◆ Short problem:
Write out precisely the lines beginning with the line that contains "Objective — for the cooling" and ending with the last line of the entries, and no other lines.

== Data ==

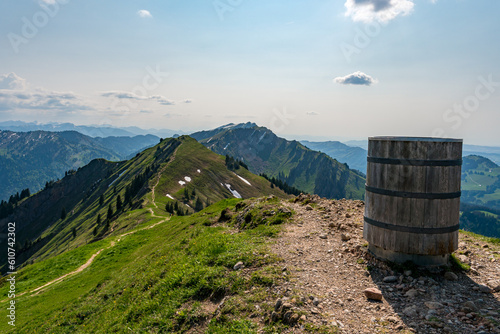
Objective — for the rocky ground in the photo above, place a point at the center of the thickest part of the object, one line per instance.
(329, 270)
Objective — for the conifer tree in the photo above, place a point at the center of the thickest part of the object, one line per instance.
(110, 212)
(198, 206)
(118, 203)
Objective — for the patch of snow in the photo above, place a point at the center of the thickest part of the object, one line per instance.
(234, 192)
(242, 179)
(261, 137)
(109, 185)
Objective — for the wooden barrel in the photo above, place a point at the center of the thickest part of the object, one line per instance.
(413, 198)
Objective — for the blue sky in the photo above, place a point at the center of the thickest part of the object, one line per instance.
(306, 69)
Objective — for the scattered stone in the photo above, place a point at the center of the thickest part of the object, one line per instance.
(411, 311)
(293, 318)
(373, 293)
(390, 279)
(484, 288)
(392, 319)
(274, 316)
(494, 285)
(412, 293)
(277, 305)
(450, 276)
(470, 305)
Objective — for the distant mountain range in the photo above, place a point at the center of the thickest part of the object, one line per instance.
(289, 161)
(490, 152)
(89, 130)
(178, 172)
(481, 181)
(30, 159)
(354, 157)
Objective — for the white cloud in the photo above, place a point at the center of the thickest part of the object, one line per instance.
(356, 78)
(12, 81)
(42, 100)
(144, 14)
(128, 95)
(377, 10)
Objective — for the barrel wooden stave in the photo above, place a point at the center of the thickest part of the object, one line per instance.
(413, 212)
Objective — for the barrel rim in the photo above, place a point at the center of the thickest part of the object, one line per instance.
(425, 139)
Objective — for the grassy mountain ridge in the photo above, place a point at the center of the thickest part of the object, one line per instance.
(30, 159)
(289, 161)
(355, 157)
(480, 181)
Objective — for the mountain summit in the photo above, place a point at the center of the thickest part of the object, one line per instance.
(288, 161)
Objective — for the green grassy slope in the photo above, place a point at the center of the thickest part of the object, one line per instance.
(161, 166)
(169, 278)
(29, 159)
(481, 181)
(290, 161)
(355, 157)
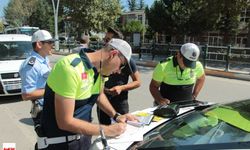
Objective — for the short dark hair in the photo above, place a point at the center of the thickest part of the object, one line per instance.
(84, 39)
(117, 33)
(34, 45)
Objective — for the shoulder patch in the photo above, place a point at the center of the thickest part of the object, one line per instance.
(165, 60)
(75, 62)
(32, 61)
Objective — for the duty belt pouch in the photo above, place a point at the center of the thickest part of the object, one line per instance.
(35, 109)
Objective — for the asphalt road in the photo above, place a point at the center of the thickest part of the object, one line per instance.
(16, 125)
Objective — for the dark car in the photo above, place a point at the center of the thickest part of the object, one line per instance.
(224, 126)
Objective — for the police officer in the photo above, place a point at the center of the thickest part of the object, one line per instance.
(73, 86)
(34, 72)
(178, 78)
(117, 86)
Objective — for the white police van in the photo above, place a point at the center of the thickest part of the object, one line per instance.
(14, 49)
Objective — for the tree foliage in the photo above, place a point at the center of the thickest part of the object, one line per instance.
(95, 15)
(187, 17)
(1, 26)
(43, 16)
(135, 5)
(133, 26)
(132, 5)
(17, 12)
(230, 17)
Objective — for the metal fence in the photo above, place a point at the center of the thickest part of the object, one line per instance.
(222, 57)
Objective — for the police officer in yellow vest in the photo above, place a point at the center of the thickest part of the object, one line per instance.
(73, 87)
(178, 78)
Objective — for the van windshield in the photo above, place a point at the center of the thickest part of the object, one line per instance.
(15, 50)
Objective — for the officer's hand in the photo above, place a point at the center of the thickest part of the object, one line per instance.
(115, 129)
(126, 117)
(116, 90)
(163, 101)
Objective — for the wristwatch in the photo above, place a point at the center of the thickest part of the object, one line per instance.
(116, 116)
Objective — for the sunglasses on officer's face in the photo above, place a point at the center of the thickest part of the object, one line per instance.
(123, 63)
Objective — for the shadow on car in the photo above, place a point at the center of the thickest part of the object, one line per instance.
(10, 99)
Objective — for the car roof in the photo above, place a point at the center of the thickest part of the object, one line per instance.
(14, 37)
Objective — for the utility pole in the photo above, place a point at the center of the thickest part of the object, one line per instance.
(56, 22)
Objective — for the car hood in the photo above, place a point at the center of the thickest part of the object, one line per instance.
(10, 66)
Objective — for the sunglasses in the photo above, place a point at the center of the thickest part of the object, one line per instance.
(123, 64)
(181, 78)
(48, 42)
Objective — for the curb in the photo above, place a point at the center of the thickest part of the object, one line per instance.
(211, 72)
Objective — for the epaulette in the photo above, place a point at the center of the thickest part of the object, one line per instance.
(165, 60)
(32, 61)
(75, 62)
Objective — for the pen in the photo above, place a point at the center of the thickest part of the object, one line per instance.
(136, 124)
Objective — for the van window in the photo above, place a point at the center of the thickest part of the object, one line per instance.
(15, 50)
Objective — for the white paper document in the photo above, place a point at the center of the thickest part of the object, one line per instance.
(132, 133)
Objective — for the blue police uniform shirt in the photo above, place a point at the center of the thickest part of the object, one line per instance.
(34, 72)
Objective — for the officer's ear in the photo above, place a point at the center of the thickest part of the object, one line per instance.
(113, 53)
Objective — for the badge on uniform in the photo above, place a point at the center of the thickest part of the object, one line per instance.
(32, 61)
(84, 76)
(191, 73)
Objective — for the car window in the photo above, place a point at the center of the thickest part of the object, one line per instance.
(15, 50)
(217, 125)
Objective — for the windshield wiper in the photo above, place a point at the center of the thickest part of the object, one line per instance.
(232, 145)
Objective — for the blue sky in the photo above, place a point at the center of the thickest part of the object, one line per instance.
(3, 3)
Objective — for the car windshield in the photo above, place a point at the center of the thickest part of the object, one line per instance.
(15, 50)
(217, 125)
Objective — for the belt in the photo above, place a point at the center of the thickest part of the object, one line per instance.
(44, 142)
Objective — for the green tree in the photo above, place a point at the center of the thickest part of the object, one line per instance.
(132, 5)
(133, 26)
(17, 12)
(1, 26)
(230, 17)
(94, 15)
(43, 16)
(141, 4)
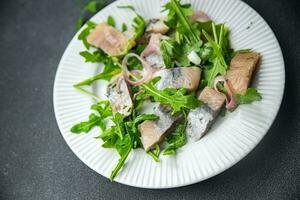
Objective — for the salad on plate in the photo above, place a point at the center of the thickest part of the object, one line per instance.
(168, 80)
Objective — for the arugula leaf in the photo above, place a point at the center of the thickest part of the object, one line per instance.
(178, 18)
(95, 57)
(124, 27)
(139, 26)
(85, 32)
(167, 52)
(177, 99)
(91, 6)
(127, 137)
(108, 72)
(234, 53)
(104, 110)
(79, 22)
(111, 21)
(130, 7)
(176, 139)
(87, 125)
(251, 95)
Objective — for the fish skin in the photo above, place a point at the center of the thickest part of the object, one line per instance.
(201, 119)
(241, 70)
(109, 39)
(119, 96)
(153, 132)
(179, 77)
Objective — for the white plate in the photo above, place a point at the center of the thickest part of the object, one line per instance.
(230, 139)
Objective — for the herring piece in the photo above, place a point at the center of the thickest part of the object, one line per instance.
(119, 96)
(157, 26)
(241, 69)
(153, 132)
(215, 100)
(179, 77)
(201, 119)
(152, 52)
(109, 39)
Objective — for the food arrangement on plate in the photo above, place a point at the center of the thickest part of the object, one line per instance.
(169, 78)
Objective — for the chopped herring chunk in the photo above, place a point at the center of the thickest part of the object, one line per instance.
(157, 26)
(201, 119)
(119, 96)
(242, 67)
(109, 39)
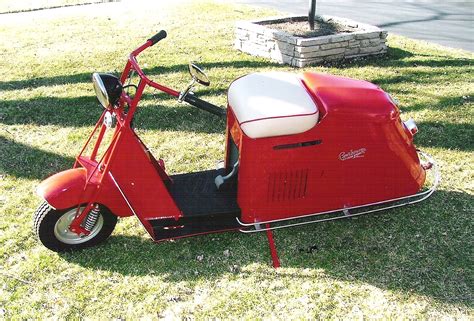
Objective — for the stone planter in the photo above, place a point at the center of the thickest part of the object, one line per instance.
(258, 39)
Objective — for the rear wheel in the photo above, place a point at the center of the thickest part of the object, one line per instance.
(52, 228)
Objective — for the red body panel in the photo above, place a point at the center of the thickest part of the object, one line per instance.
(360, 154)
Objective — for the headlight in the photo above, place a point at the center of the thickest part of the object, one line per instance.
(107, 88)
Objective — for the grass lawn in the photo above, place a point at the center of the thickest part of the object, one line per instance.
(414, 262)
(7, 6)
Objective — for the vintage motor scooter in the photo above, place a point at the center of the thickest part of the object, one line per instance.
(297, 147)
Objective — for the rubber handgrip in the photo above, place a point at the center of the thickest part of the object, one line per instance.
(160, 35)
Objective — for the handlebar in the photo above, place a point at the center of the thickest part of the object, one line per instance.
(190, 98)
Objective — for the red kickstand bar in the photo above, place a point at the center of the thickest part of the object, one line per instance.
(271, 244)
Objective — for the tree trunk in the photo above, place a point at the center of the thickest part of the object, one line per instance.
(311, 13)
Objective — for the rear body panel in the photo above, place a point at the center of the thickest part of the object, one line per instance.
(358, 153)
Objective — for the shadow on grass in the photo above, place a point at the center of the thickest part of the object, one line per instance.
(21, 160)
(85, 111)
(423, 249)
(87, 77)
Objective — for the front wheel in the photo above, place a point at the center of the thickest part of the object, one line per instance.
(52, 228)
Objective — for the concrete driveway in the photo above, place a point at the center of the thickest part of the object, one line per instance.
(449, 23)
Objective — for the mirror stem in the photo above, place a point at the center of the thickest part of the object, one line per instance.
(185, 92)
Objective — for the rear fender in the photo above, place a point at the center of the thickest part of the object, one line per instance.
(68, 189)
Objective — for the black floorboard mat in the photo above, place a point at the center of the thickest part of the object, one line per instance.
(197, 195)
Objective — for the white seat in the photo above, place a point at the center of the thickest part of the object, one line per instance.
(268, 104)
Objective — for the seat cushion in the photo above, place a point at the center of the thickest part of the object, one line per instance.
(268, 104)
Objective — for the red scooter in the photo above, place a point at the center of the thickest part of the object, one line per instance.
(297, 147)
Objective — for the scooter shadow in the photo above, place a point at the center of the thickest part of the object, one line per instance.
(422, 249)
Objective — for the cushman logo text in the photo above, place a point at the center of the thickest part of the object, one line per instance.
(352, 154)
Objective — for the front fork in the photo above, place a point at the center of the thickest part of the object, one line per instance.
(85, 220)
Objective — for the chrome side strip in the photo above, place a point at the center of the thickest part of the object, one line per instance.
(257, 227)
(128, 203)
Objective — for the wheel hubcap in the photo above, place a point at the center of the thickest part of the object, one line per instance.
(63, 234)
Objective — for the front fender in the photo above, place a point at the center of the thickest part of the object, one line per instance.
(68, 189)
(63, 190)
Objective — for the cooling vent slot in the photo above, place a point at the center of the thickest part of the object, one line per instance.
(287, 185)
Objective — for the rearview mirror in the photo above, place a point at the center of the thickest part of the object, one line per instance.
(198, 75)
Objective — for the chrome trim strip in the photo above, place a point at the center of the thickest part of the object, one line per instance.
(424, 195)
(128, 203)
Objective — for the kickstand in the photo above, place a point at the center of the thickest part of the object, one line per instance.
(271, 244)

===

◆ Exercise output:
Objective — for the cooling vent slot in the photo above, place a point at the center of the thickest part of the object, one line per instance.
(287, 185)
Objective — for the rearview mirror in the photo above, place a point at the center of the thickest part of the object, one line per instance.
(198, 75)
Objective — for the chrome trim strip in the photo above, place a point at the center of the thickest part of the object, one line per instance.
(424, 195)
(128, 203)
Objective — for the kickstand in the photo above, place a point at the center of the thickest part of the object, one line per instance.
(271, 244)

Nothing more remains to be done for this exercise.